- [What to do]:
Copy out every line of the listing in which "building" appears.

- [Source records]:
+ + +

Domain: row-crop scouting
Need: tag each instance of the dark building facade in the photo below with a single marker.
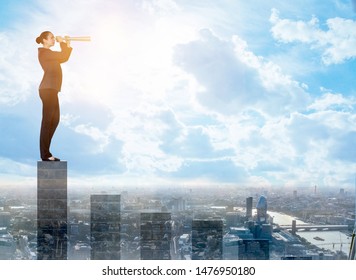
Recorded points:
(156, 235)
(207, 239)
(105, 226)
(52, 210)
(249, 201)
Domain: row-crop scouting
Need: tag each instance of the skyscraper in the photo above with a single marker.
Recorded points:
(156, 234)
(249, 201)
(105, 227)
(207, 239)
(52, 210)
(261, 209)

+ + +

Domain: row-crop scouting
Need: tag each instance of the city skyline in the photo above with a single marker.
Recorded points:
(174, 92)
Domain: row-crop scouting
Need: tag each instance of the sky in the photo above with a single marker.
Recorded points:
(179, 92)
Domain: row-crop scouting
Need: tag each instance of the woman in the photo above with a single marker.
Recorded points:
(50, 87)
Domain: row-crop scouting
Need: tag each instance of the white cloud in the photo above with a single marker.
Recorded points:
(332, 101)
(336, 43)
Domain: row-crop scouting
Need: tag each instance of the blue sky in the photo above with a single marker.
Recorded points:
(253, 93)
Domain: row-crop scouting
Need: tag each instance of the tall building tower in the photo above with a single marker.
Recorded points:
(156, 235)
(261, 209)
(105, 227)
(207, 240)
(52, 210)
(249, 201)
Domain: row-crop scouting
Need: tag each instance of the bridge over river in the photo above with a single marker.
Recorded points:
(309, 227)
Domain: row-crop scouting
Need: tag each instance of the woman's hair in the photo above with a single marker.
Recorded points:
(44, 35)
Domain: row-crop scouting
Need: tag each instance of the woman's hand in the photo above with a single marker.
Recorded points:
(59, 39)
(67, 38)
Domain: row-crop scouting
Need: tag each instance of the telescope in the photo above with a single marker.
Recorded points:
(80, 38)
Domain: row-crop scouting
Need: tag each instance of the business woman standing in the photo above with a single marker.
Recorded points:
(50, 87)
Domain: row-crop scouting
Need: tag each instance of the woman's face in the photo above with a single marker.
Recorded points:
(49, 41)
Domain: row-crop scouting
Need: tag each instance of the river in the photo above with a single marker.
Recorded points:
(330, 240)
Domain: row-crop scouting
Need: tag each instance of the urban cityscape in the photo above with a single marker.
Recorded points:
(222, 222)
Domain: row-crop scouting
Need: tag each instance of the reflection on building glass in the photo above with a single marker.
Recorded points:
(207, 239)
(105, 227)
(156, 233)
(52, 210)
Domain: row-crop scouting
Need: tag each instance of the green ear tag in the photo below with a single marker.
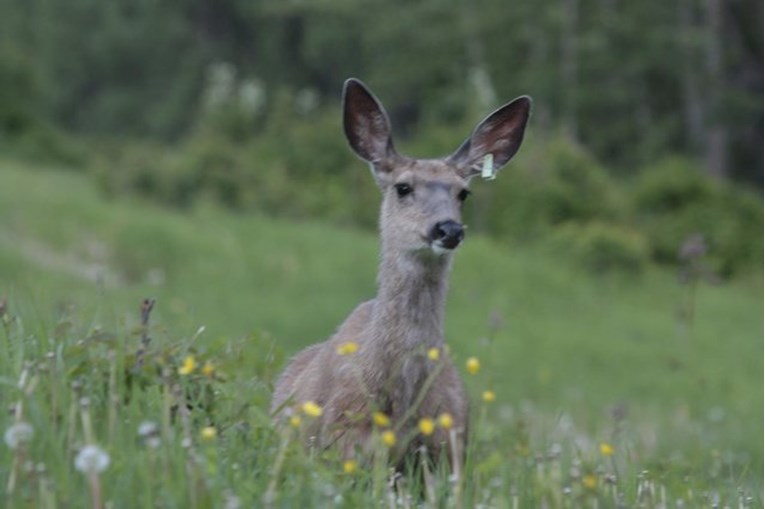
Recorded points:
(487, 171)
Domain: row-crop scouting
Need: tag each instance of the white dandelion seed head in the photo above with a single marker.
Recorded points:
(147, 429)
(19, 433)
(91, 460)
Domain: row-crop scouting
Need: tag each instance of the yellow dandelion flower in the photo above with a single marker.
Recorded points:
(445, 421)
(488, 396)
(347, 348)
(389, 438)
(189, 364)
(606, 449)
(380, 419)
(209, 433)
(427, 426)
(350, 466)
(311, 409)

+ + +

- [Task output]:
Need: tag each instance of the dark building facade in the photo below with a single marker.
Need: tag each instance of the tall building tower in the photo above with a single marker.
Need: tag each instance of the reflection on building glass in the photo above with a single marker.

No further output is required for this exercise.